Stated problem 1:
Quote the passage on shaping teenagers word for word, from "I first discovered" to "a younger audience.".
Stated problem 2:
For each statement, say whether the passage on shaping teenagers agrees with it, answering yes or no and quoting the deciding words: (a) The author first discovered this while writing an article on teen depression. (b) At the time of the interview, the author was writing for teenagers. (c) Haim Ginott is described as a parenting expert.

Extract to read:
######
Why? Because they’re easier to influence. They are moldable in ways that adults are not.

I first discovered this while writing an article on teen depression. At the time I was writing for parents, but during my interview with the doctor, she made a remark that stirred in me a desire to help a younger audience.

“The reason I love working with children and teenagers,” she said, “is because they’re so resilient. You can change the whole trajectory of their life. Early intervention is key. It’s a lot easier to intervene effectively when they’re young instead of years later, when they’ve been depressed so long the illness becomes incorporated into part of their identity.”

In short, we adults are more resistant to change. We’re more set in our ways, beliefs, and mindsets. Children, on the other hand, are still forming their identities and mindsets. They are what parenting expert Haim Ginott once called “wet cement.”

“Children are like wet cement,” he said. “Whatever falls on them makes an impression.”

Right now, if you’re raising or influencing teenagers, you have a window of opportunity that won’t always exist. Their concrete is still wet; their hearts and minds are still open. They’re being deeply influenced by the people they know, the words they hear, and the events that shape them.

As they grow up, their cement will harden. Their early impressions will solidify and set the stage for their self-perception and worldview. We all want the best for the next generation, and that is why it’s worth considering the marks we leave as we parent them, coach them, teach them, guide them, and impact their lives.

In Ephesians 4:15, God tells us to speak the truth in love. In Proverbs 18:21, He says the tongue has the power of life and death.
######
Entries provided:
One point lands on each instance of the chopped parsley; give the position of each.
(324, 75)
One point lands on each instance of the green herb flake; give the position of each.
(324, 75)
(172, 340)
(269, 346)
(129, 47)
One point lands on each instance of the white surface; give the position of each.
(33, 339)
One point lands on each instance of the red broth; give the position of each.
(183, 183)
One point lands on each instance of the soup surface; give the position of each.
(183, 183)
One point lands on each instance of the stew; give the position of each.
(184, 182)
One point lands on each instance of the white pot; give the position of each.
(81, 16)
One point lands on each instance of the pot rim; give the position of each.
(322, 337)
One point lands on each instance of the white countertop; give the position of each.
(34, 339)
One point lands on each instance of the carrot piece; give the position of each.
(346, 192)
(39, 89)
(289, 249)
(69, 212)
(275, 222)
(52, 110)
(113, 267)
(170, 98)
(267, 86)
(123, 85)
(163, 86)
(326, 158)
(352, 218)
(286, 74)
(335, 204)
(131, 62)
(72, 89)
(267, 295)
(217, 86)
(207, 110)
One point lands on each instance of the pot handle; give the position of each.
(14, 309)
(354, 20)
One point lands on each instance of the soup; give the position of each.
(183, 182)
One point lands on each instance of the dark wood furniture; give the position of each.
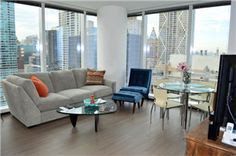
(197, 143)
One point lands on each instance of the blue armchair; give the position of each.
(139, 81)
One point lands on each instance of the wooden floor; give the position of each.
(121, 133)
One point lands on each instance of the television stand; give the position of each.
(197, 143)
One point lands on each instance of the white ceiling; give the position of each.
(130, 5)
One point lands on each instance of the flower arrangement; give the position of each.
(186, 75)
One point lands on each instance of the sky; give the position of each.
(211, 27)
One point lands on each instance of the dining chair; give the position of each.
(170, 95)
(204, 107)
(204, 97)
(161, 100)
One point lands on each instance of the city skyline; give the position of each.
(215, 18)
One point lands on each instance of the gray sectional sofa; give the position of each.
(65, 88)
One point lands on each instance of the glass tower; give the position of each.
(8, 51)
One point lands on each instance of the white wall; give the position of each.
(112, 39)
(232, 29)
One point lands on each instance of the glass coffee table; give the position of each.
(107, 107)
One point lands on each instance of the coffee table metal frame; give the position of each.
(104, 108)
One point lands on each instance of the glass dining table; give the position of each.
(185, 91)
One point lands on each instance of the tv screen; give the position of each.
(225, 106)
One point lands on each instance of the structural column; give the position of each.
(232, 29)
(112, 40)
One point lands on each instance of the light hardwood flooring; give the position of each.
(121, 134)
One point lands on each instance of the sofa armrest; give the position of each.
(111, 84)
(21, 105)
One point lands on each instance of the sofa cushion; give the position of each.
(28, 86)
(76, 95)
(53, 101)
(98, 90)
(42, 76)
(95, 77)
(46, 79)
(80, 76)
(41, 87)
(63, 80)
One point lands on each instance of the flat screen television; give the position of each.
(225, 104)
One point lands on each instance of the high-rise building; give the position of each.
(152, 55)
(8, 48)
(173, 28)
(134, 42)
(70, 26)
(74, 52)
(91, 46)
(53, 49)
(20, 59)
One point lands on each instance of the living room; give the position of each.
(65, 43)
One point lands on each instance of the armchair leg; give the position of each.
(138, 105)
(134, 105)
(167, 114)
(142, 102)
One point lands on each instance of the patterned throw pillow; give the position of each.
(95, 77)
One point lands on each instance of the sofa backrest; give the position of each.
(27, 85)
(62, 80)
(42, 76)
(80, 76)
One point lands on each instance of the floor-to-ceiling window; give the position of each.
(90, 55)
(134, 43)
(63, 39)
(20, 39)
(20, 50)
(196, 34)
(211, 32)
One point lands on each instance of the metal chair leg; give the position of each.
(163, 118)
(190, 116)
(161, 112)
(167, 114)
(151, 112)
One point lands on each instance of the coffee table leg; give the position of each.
(96, 122)
(73, 119)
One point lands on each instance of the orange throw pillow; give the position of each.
(40, 86)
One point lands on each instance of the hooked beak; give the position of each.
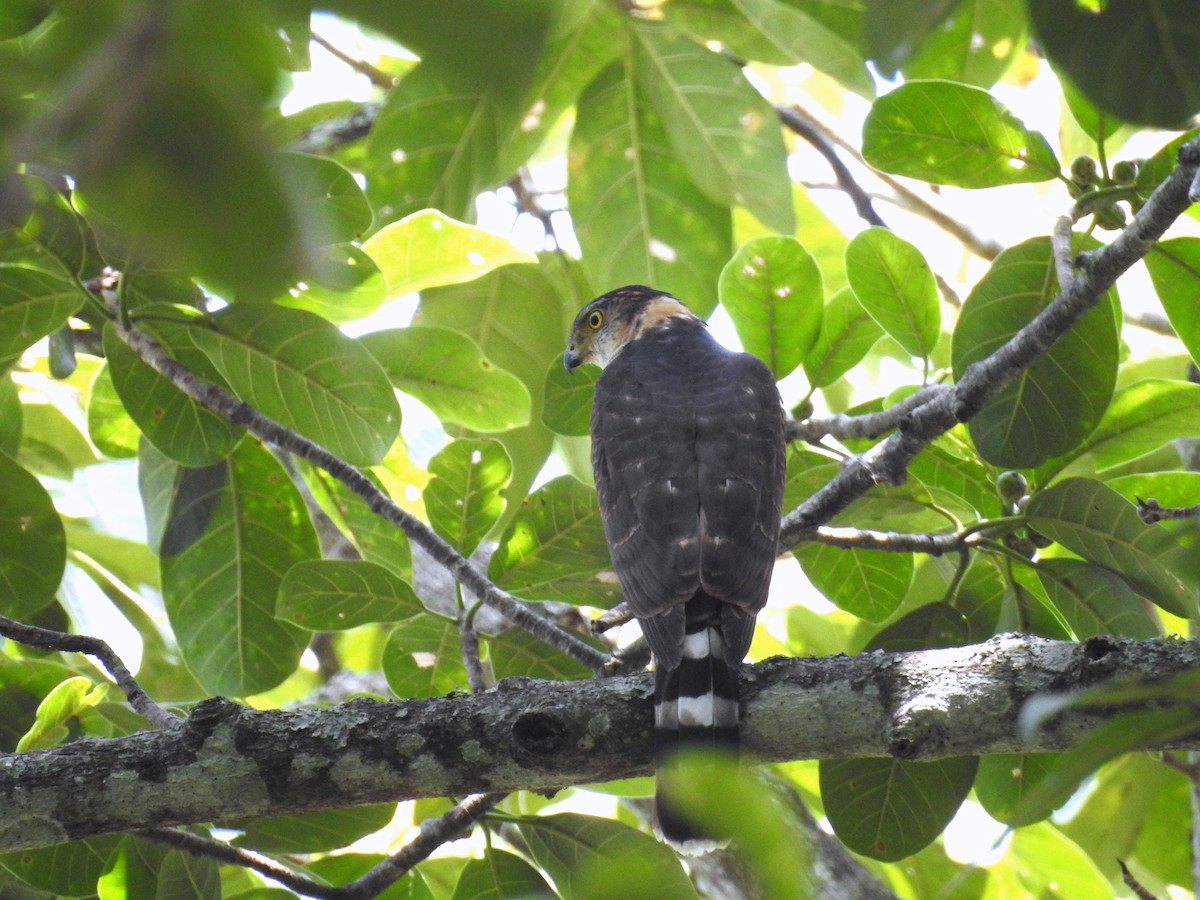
(571, 359)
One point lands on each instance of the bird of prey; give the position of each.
(688, 451)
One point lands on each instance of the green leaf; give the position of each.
(33, 304)
(1152, 39)
(429, 249)
(423, 658)
(1140, 419)
(448, 372)
(1099, 525)
(894, 283)
(977, 43)
(869, 583)
(501, 876)
(1055, 403)
(556, 550)
(342, 285)
(952, 133)
(847, 333)
(33, 545)
(594, 858)
(463, 499)
(1005, 779)
(772, 291)
(516, 652)
(65, 702)
(174, 423)
(337, 594)
(433, 144)
(1095, 600)
(1174, 267)
(636, 213)
(318, 832)
(567, 406)
(305, 373)
(889, 809)
(721, 129)
(328, 196)
(141, 868)
(64, 869)
(777, 33)
(1120, 735)
(232, 532)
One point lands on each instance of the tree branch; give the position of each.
######
Solution 1:
I first discovered this while writing an article on teen depression. At the time I was writing for parents, but during my interview with the doctor, she made a remark that stirred in me a desire to help a younger audience.

Solution 2:
(a) Yes: "I first discovered this while writing an article on teen depression."
(b) No: "At the time I was writing for parents"
(c) Yes: "parenting expert Haim Ginott"